* _Work to be completed_: Copy every one of the entries below word for word.

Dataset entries
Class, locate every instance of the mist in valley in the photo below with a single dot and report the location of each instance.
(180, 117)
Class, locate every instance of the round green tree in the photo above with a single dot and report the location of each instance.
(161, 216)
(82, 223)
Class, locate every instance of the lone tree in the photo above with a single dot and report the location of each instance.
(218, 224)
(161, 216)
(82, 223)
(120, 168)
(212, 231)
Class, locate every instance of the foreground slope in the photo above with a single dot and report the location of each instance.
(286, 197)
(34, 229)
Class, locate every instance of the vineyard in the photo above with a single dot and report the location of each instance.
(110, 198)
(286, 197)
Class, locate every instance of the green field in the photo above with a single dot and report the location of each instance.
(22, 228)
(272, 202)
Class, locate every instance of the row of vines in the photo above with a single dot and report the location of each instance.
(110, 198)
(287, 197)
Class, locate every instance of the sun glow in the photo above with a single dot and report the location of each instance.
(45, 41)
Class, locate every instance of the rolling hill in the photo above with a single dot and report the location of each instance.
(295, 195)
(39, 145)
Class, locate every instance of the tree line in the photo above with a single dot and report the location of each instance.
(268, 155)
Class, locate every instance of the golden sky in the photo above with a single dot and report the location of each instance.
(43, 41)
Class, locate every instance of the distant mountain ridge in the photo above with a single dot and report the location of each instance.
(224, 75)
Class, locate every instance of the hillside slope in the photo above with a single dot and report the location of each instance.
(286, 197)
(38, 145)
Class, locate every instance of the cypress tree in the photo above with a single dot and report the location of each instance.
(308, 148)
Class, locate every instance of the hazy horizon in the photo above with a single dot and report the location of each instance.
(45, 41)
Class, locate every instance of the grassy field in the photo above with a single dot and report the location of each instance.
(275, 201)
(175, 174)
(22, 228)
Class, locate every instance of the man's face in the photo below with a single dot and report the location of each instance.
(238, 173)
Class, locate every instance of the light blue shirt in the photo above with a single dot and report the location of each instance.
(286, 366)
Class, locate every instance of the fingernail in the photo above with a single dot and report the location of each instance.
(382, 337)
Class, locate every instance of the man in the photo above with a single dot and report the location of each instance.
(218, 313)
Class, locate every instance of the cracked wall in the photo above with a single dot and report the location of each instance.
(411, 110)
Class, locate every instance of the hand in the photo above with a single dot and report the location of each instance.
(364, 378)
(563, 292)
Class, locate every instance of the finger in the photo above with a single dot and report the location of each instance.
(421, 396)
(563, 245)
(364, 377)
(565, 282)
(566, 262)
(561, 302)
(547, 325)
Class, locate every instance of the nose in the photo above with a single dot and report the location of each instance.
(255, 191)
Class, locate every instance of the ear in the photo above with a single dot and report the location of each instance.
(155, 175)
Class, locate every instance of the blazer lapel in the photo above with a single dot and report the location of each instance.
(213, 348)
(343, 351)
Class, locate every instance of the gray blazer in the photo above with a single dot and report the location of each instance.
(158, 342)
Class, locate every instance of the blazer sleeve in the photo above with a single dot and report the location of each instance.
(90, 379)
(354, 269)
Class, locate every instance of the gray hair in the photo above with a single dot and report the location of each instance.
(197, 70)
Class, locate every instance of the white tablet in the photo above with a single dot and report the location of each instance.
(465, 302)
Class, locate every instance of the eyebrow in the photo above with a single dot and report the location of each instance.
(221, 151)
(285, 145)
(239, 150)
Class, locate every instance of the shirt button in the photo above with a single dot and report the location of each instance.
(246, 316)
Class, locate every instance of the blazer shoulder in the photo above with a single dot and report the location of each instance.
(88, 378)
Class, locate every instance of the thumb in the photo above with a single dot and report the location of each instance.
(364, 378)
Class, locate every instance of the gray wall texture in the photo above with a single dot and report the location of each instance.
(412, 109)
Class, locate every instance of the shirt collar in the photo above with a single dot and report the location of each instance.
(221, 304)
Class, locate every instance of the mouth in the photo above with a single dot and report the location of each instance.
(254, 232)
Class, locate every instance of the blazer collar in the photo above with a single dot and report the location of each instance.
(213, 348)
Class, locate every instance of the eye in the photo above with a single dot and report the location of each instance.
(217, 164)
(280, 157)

* _Solution to this task_:
Class, locate every instance of the mist in valley in the photo below with a single dot and report the location of each instance.
(180, 117)
Class, locate every instance of the round green tree in the photo above with a single dot and report the location of each instance.
(161, 216)
(82, 223)
Class, locate every instance of the lone tree in the photo above with a single dot and report the location of each instance.
(218, 224)
(161, 216)
(82, 223)
(120, 168)
(212, 231)
Class, locate every instance of the foreground slope in the photo above with a single dot and report the location of each instance.
(286, 197)
(34, 229)
Class, locate every instance of the vineyard in the photo above with a single dot and report the location of each instance.
(110, 198)
(286, 197)
Class, locate every instance of the green field in the photo above with a single dot and report the location of each instance.
(22, 228)
(272, 202)
Class, locate every instance of the row of vines in the photo above with a single dot and report the location of each instance.
(110, 198)
(287, 197)
Class, locate every instance of the sun glow in the photo above with a single dot and report the location of each instance.
(45, 41)
Class, locate every instance of the rolling hill in the photo above with a single dot and report the location of each instance.
(295, 195)
(39, 145)
Class, locate every instance of the tree line in the photo above with a single dot and report the location of each instance.
(268, 155)
Class, locate every instance of the golden sky in the photo above with a single dot and report the location of each instance.
(43, 41)
Class, locate every instance of the distant mountain ridge in the photo above with a single dot and report the location of each instance.
(224, 75)
Class, locate every instance of the hillside slope in the photo above with a single dot and report the location of each instance.
(286, 197)
(38, 145)
Class, locate every instance of the cypress tree in the photo above with a single dot and report the location of each instance.
(308, 148)
Class, locate every instance of the hazy horizon in the photo above with a single dot and report the location of each instance.
(45, 41)
Class, locate every instance of the grassy field in the photo above with a single dot and report the location of each instance.
(275, 201)
(175, 174)
(22, 228)
Class, locate every instance of the man's face in the photo below with a single dot and report the location of each instance.
(238, 173)
Class, locate every instance of the light blue shirt in the photo above with a single dot and report the location of each instance.
(286, 366)
Class, locate every instance of the fingernail in the photo above with a single dot and report the location of each instance.
(382, 337)
Class, locate every instance of the man in the photo above with a single dot and report the location of each instance.
(218, 313)
Class, locate every instance of the cracked wall in the photo above with a single dot and report the location of each instance.
(411, 110)
Class, locate every instance of the hand in the photo above with a single dot and report the location of each instance.
(364, 378)
(563, 292)
Class, locate every instance of the finger in the photo above with a single dot and report the location of each instance.
(421, 396)
(563, 245)
(364, 377)
(565, 282)
(566, 262)
(561, 302)
(547, 325)
Class, locate every instance of the nose in the photo above with a single dot and report the location of each instance.
(255, 191)
Class, locate every instance of the ear in the photo above with a single dot and report the location of each instance.
(155, 175)
Class, locate every instance of the blazer lapel in the photo above with a single dot and report the location of each instance.
(213, 348)
(343, 351)
Class, locate every instance of the gray blazer in the photo above with a single dot and report the location of each instance.
(158, 342)
Class, locate every instance of the blazer sleeve in the photo above with a single dot and report the location of each instance.
(90, 379)
(354, 269)
Class, locate every instance of the gray hair in the photo above with a single dot and report the location of each instance.
(197, 70)
Class, locate every instance of the white tablet in the photo above with a single dot and report the location of each instance.
(465, 302)
Class, locate every instance of the eyebrow in the photo above with a single dot and report the location of each instance.
(221, 151)
(285, 145)
(239, 150)
Class, locate every instance of the shirt button in the photo above with a single dot and report the location of each instance.
(246, 316)
Class, locate every instance of the blazer shoulder in the photo above with a single dot and report the location of each instance.
(88, 378)
Class, locate every instance of the thumb in the photo above with a single dot and report the location of each instance.
(364, 378)
Class, locate every instance of the gray wall texture in the photo above with a single dot and report the location of each instance.
(412, 109)
Class, locate every instance of the shirt collar in the photo above with a single dot and report the location of each instance.
(221, 304)
Class, locate every instance of the mouth in the photo above with a single dot and report the location of each instance.
(254, 232)
Class, locate every instance of the blazer collar in the photo above with a single dot and report the location of each instance.
(213, 348)
Class, locate every instance of the eye in the photo above with a single dot and report the location of each instance.
(217, 164)
(280, 157)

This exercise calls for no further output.